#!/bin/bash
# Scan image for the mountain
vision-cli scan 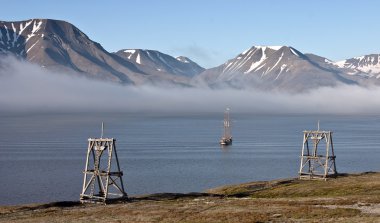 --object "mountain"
[197,46,355,92]
[0,19,203,85]
[0,19,141,83]
[334,54,380,79]
[115,49,205,77]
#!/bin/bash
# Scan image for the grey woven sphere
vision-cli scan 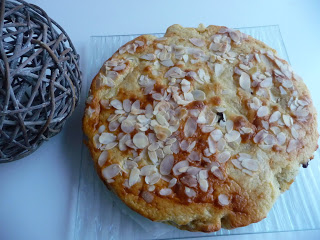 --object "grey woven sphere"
[0,0,81,163]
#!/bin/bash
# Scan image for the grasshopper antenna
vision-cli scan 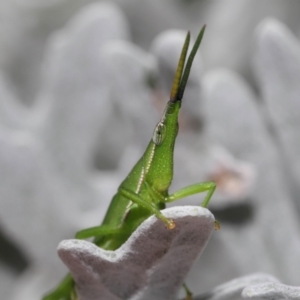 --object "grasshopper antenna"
[170,31,191,102]
[176,25,206,102]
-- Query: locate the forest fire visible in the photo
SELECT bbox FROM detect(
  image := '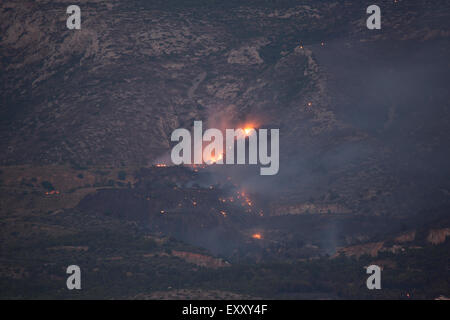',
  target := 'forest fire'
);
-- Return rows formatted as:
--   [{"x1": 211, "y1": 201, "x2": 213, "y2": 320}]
[{"x1": 252, "y1": 233, "x2": 262, "y2": 240}]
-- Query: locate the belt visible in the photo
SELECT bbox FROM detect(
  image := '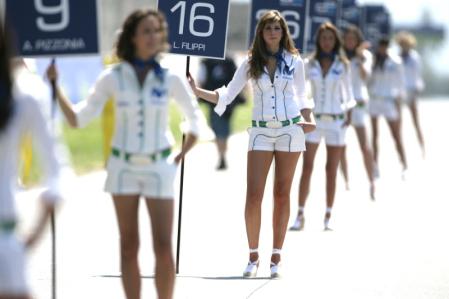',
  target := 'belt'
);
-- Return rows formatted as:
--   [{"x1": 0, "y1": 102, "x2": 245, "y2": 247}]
[
  {"x1": 111, "y1": 147, "x2": 171, "y2": 164},
  {"x1": 315, "y1": 114, "x2": 345, "y2": 121},
  {"x1": 252, "y1": 115, "x2": 301, "y2": 129},
  {"x1": 0, "y1": 220, "x2": 17, "y2": 233}
]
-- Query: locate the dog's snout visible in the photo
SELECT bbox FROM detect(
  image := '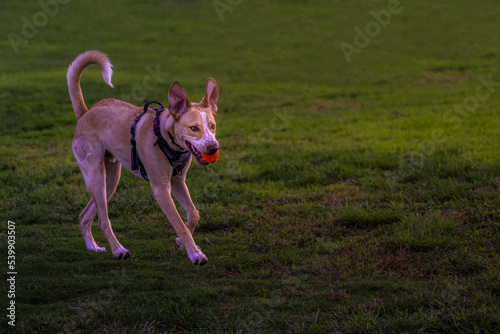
· · · · ·
* **Your goal**
Which lines in the entries above contain the string "Query", counting only matches with the same capitalization? Pick out each of those lines and copy it in full.

* **Finished exercise**
-- Query: locate the forest fire visible in the photo
-- Query: locate the belt visible in the photo
-- Query: locate the dog's snout visible in the photo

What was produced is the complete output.